_Source extract_

## START

Charles Brown wrote:
> >>> Wojtek Sokolowski [SNIP]
> Charles, with all due respect, i disagree. I lean toward philosophical
> nominalism and tend to view 'wholes' as nothing but figments of human
> imagination, platonic ideas imbued with 'real' existence - or a way of
> interpreting the world, if you will.
>
> (((((((((
Charles: Wojtek, respectfully, couldn't the same thing be said about your "units" ?
Afterall, they are whole or totalities too. Just at a "lower" level. How do we know
that you do not arrive at your units by a platonic process ?
Basically your approach assumes disorder above the level of your unit except as
the result of the interaction of your "units".

## END

_Records_
## START

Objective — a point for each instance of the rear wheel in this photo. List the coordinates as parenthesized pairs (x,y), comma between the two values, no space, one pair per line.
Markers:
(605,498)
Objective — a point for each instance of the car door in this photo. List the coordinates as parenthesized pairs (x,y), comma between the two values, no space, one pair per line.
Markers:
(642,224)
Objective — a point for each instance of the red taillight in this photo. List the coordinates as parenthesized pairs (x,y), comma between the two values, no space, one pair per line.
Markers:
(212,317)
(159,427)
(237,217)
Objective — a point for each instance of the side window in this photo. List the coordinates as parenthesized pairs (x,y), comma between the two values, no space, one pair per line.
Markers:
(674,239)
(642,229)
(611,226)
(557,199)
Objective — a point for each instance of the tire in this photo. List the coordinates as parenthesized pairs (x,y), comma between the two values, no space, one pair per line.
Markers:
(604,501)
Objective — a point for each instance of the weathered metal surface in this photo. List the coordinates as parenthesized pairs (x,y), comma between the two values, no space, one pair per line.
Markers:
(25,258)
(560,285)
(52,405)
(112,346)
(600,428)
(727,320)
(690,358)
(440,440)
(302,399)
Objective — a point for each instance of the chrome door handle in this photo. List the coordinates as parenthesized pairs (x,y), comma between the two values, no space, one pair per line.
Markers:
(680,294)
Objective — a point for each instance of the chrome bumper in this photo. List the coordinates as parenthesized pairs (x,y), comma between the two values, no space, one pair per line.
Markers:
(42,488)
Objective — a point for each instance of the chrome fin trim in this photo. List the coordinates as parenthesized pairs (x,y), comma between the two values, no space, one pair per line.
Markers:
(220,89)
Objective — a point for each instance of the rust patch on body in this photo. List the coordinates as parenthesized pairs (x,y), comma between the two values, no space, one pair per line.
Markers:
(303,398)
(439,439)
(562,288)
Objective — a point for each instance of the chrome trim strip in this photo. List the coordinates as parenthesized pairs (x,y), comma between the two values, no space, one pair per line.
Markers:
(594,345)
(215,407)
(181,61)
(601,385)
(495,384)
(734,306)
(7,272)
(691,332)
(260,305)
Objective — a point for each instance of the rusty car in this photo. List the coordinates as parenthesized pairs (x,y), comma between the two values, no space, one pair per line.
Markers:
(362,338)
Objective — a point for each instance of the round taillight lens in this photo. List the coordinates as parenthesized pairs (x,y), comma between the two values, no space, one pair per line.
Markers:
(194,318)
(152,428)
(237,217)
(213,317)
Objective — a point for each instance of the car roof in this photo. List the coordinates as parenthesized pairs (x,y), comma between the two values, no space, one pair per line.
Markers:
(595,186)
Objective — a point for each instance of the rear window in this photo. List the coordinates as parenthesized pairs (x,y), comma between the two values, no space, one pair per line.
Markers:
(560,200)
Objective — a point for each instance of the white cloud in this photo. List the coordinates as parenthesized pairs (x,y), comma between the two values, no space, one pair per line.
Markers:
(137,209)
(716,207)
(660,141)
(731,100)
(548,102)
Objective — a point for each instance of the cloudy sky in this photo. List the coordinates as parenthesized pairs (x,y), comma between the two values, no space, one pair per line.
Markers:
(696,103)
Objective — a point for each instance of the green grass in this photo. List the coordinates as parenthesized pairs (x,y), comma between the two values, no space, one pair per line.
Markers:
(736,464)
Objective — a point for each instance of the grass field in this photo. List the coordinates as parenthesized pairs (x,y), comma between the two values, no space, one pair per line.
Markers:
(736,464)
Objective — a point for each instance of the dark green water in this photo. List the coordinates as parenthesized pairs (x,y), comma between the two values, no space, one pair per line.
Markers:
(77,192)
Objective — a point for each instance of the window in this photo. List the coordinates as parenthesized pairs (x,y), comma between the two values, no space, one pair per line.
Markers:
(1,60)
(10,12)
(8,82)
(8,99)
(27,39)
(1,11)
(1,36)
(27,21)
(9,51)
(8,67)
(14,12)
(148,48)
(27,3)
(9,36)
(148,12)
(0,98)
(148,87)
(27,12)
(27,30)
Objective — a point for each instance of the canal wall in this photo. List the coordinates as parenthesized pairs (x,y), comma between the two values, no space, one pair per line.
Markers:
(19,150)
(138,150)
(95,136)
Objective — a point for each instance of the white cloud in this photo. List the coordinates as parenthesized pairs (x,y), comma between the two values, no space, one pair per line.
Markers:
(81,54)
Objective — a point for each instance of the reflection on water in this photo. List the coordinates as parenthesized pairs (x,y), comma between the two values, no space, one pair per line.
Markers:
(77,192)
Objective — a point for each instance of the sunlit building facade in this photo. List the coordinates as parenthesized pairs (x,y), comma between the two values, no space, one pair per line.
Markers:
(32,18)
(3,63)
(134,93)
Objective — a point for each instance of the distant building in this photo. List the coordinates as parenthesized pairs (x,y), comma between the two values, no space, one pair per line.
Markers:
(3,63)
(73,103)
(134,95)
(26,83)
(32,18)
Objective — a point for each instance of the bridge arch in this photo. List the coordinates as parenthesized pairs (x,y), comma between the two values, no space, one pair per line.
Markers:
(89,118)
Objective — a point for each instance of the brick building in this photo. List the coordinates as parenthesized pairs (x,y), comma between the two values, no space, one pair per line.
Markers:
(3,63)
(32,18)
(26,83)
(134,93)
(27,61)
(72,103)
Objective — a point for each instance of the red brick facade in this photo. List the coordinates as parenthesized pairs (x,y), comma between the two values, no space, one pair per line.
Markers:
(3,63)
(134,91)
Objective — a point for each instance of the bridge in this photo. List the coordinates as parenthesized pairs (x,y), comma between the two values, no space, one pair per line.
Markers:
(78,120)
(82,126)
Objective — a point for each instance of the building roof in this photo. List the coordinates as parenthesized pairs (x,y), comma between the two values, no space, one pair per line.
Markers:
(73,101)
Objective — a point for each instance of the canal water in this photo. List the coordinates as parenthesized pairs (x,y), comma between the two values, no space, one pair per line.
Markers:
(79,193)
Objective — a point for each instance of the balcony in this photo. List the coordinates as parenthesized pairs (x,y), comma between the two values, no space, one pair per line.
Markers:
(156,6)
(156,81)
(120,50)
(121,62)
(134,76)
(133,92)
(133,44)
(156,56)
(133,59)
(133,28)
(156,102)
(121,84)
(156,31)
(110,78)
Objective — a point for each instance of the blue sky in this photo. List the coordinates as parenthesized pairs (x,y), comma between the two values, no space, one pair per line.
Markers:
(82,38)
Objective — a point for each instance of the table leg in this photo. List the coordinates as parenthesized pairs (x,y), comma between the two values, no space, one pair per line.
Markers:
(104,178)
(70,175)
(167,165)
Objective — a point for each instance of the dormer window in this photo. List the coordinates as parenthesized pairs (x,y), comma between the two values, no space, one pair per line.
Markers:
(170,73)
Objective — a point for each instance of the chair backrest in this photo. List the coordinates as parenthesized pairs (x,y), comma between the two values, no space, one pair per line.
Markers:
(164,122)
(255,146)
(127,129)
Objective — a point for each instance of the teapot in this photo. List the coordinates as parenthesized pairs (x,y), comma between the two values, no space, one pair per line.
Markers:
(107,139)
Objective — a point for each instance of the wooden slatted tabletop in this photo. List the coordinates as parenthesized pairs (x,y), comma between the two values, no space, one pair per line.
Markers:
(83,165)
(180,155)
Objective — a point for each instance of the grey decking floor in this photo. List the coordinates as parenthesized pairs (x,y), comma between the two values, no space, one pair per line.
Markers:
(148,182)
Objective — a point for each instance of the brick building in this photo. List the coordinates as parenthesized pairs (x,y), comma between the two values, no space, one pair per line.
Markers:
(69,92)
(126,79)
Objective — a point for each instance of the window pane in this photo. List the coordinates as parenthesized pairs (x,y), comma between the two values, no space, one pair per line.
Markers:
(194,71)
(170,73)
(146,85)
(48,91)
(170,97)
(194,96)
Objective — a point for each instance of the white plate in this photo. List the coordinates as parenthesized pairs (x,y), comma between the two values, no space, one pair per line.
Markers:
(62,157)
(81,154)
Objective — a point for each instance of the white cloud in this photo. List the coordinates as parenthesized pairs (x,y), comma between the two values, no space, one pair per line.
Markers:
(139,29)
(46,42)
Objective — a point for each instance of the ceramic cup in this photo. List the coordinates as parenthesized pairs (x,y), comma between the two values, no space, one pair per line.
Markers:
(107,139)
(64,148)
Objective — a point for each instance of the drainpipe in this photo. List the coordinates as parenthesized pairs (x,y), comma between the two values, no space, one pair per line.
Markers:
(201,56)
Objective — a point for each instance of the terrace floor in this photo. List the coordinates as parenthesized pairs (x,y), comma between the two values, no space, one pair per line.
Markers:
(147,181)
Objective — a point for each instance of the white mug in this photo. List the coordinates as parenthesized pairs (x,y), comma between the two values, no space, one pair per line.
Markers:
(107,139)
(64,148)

## END

_Exercises_
**A)** In the exchange on nominalism, which philosophical position does Wojtek say he leans toward?
**B)** Write the next part of the exchange on nominalism and wholes, picking up after its last sentence.

_Answers_
**A)** Philosophical nominalism.

**B)**
--------------------
Charles is of course right. Nominalism in most of its forms must either
deny intelligibility of the world or sneak in Platonic reals at some point,
as Wojtek indeed has done. It is that trap, I take it, from which historical
materialism promises an exit. (Whether it fulfills that promise is another
question of course.)
Relations, Marx somewhere remarks, must be thought, in contrast to
the things which they relate. I take it that fundamental to Marxist thought
is the assumption that relations are real: that is, knowledge of the things
related can not, even in principle, ever substitute for knowledge of the
relations. For example, if we knew every empirical fact there was to
know about every capitalist who ever lived and every empirical fact
there was to know about every worker who ever lived, we still would
not know what made the capitalists capitalists or the workers workers.
We would not have even a beginning of knowing what needs to be
known to understand capitalism. Capitalism is a web of relations,
and those relations are not revealed through examination of the
individuals who make up the capitalist system. What is
historical about historical materialism is precisely this insistence
that knowledge is above all knowledge of relations.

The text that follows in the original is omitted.